[[ Data provided open ]]

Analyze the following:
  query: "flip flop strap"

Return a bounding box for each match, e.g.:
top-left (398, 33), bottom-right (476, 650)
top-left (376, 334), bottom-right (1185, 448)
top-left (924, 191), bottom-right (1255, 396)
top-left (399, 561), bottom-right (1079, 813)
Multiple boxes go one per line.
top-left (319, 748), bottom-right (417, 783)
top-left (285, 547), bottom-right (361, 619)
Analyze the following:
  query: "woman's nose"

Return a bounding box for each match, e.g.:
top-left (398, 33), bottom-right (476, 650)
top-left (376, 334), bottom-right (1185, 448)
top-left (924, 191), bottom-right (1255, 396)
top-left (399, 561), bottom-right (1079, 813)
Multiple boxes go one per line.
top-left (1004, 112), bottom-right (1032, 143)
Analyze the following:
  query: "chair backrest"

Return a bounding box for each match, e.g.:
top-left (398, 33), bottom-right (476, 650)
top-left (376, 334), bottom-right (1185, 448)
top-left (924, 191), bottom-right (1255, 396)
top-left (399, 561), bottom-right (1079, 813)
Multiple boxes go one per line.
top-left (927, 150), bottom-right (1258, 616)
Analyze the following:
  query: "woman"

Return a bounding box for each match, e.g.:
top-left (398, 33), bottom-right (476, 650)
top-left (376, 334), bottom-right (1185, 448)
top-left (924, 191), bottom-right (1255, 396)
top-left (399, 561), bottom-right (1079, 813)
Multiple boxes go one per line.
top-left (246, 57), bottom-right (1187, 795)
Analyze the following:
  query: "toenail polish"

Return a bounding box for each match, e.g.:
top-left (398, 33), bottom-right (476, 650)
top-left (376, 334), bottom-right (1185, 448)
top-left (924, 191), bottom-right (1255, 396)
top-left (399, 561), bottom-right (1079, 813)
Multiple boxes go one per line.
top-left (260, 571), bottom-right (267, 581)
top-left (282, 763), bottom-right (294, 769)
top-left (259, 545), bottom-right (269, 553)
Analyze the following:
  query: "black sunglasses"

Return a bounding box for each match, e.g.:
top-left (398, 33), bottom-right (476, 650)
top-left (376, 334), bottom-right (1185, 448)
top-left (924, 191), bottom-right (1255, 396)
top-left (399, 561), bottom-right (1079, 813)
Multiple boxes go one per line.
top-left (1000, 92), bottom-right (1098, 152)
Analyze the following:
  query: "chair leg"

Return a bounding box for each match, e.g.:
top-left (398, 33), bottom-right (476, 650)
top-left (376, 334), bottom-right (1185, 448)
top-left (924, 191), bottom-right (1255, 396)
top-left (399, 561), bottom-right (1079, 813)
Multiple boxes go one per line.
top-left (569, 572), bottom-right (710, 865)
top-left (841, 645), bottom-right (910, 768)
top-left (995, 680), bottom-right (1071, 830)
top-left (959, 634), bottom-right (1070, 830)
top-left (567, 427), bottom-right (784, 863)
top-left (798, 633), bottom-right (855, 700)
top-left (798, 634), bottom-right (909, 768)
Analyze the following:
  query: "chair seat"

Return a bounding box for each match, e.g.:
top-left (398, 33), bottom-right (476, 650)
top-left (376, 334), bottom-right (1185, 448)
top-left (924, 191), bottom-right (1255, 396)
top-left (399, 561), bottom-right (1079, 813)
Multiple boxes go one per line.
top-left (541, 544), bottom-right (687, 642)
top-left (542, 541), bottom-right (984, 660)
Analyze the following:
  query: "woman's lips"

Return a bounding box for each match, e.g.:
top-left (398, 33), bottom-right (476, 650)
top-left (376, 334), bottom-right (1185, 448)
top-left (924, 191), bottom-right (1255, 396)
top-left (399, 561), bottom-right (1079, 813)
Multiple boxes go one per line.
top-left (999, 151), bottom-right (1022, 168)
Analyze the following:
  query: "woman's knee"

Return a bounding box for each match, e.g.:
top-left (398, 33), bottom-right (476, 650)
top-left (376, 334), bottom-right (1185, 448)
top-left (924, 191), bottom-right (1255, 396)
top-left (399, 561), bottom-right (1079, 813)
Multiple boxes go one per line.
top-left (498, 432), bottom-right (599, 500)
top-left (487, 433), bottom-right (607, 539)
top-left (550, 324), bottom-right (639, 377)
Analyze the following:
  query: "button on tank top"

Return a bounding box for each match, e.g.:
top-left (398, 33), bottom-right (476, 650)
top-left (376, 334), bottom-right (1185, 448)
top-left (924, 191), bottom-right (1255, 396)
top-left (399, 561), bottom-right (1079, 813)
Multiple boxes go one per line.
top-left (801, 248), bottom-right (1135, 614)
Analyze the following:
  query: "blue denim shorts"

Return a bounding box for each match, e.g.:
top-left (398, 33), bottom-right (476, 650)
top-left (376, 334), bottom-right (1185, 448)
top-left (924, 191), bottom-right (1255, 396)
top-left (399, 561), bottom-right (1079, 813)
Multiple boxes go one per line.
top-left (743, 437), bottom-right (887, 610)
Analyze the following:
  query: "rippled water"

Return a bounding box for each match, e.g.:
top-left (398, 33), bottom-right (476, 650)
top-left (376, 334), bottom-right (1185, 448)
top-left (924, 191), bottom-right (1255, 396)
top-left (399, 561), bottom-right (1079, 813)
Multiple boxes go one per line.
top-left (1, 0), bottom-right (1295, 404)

[[ Data provided closed ]]

**What the exercise asks**
Would you please output every record again, exactly?

**Result of this task**
Analyze the following:
  query: "flip flop strap"

Return a bounding box for each match, e.g.:
top-left (398, 33), bottom-right (476, 650)
top-left (376, 334), bottom-right (1185, 448)
top-left (924, 191), bottom-right (1255, 396)
top-left (399, 561), bottom-right (1079, 813)
Multiple boxes go one per line.
top-left (319, 748), bottom-right (417, 783)
top-left (285, 547), bottom-right (361, 619)
Analyze the following:
  query: "woman's nose"

Return a bounding box for each match, e.g.:
top-left (398, 33), bottom-right (476, 650)
top-left (376, 334), bottom-right (1185, 448)
top-left (924, 191), bottom-right (1255, 396)
top-left (399, 561), bottom-right (1079, 813)
Multiple boxes go one per line.
top-left (1004, 112), bottom-right (1032, 143)
Analyze the following:
  query: "chair backrest"

Return a bounding box for each match, e.g.:
top-left (398, 33), bottom-right (476, 650)
top-left (376, 334), bottom-right (1185, 448)
top-left (924, 191), bottom-right (1255, 396)
top-left (399, 561), bottom-right (1079, 813)
Multiple boxes go one per line.
top-left (927, 150), bottom-right (1258, 616)
Analyze the following:
  query: "woman"

Return a bounding box for each match, e.g.:
top-left (398, 33), bottom-right (476, 650)
top-left (376, 334), bottom-right (1185, 448)
top-left (924, 191), bottom-right (1255, 396)
top-left (399, 561), bottom-right (1079, 813)
Multiple boxes go one per line.
top-left (246, 57), bottom-right (1187, 795)
Analyze the following:
  query: "toenail polish"

Return a bounding box for each match, e.g.:
top-left (398, 33), bottom-right (476, 650)
top-left (376, 334), bottom-right (1185, 448)
top-left (924, 191), bottom-right (1255, 396)
top-left (399, 561), bottom-right (1079, 813)
Multiple boxes go one per line.
top-left (260, 571), bottom-right (267, 581)
top-left (282, 763), bottom-right (294, 769)
top-left (259, 545), bottom-right (269, 553)
Analyze the following:
  query: "black sunglasses"

Return a bounding box for each match, e.g.:
top-left (398, 33), bottom-right (476, 650)
top-left (376, 334), bottom-right (1185, 448)
top-left (924, 191), bottom-right (1255, 396)
top-left (399, 561), bottom-right (1079, 813)
Multiple boxes go one per line.
top-left (1000, 92), bottom-right (1098, 152)
Analyze the following:
  query: "chair leg"

Return a bounding box for each match, e.g.:
top-left (398, 33), bottom-right (476, 650)
top-left (376, 334), bottom-right (1185, 448)
top-left (924, 191), bottom-right (1255, 396)
top-left (399, 561), bottom-right (1079, 813)
Multiple boxes go one per line.
top-left (569, 572), bottom-right (710, 865)
top-left (841, 645), bottom-right (910, 768)
top-left (995, 680), bottom-right (1071, 830)
top-left (959, 634), bottom-right (1070, 830)
top-left (567, 427), bottom-right (784, 863)
top-left (798, 633), bottom-right (855, 700)
top-left (798, 634), bottom-right (909, 768)
Analyze the following:
  query: "chair seat"

Return a bounding box for each match, e.g.:
top-left (398, 33), bottom-right (476, 650)
top-left (376, 334), bottom-right (1185, 448)
top-left (924, 191), bottom-right (1255, 396)
top-left (399, 561), bottom-right (1079, 813)
Multiple boxes go one per line.
top-left (541, 544), bottom-right (687, 642)
top-left (542, 541), bottom-right (984, 660)
Analyze the following:
  query: "woman's lips"

Return a bounding box for each match, e.g.:
top-left (398, 33), bottom-right (476, 650)
top-left (376, 334), bottom-right (1185, 448)
top-left (924, 191), bottom-right (1255, 396)
top-left (399, 561), bottom-right (1079, 813)
Multiple boxes go one per line.
top-left (999, 151), bottom-right (1022, 168)
Analyze the following:
  query: "woman's knee"

Return a bounding box for each match, e.g.:
top-left (398, 33), bottom-right (476, 650)
top-left (376, 334), bottom-right (1185, 448)
top-left (924, 191), bottom-right (1255, 396)
top-left (399, 561), bottom-right (1079, 813)
Multiple boxes go one per line.
top-left (498, 432), bottom-right (599, 500)
top-left (487, 433), bottom-right (607, 539)
top-left (550, 324), bottom-right (639, 377)
Analyze the following:
  query: "button on tank top"

Return a bounding box for each match, e.g.:
top-left (398, 33), bottom-right (476, 650)
top-left (376, 334), bottom-right (1185, 448)
top-left (924, 191), bottom-right (1255, 396)
top-left (399, 561), bottom-right (1079, 813)
Multiple boxes go one per line.
top-left (801, 248), bottom-right (1135, 614)
Analyze the following:
  query: "blue denim shorts"

Return a bounding box for each match, e.g.:
top-left (398, 33), bottom-right (476, 650)
top-left (376, 334), bottom-right (1185, 448)
top-left (924, 191), bottom-right (1255, 396)
top-left (399, 561), bottom-right (1079, 813)
Multiple boxes go one per line.
top-left (743, 437), bottom-right (887, 610)
Analyze the following:
  query: "rippled water"

Return a bounding box for each match, e.g.:
top-left (398, 33), bottom-right (476, 650)
top-left (376, 334), bottom-right (1185, 448)
top-left (924, 191), bottom-right (1255, 396)
top-left (399, 561), bottom-right (1079, 813)
Multiple boxes go one per line.
top-left (1, 0), bottom-right (1295, 404)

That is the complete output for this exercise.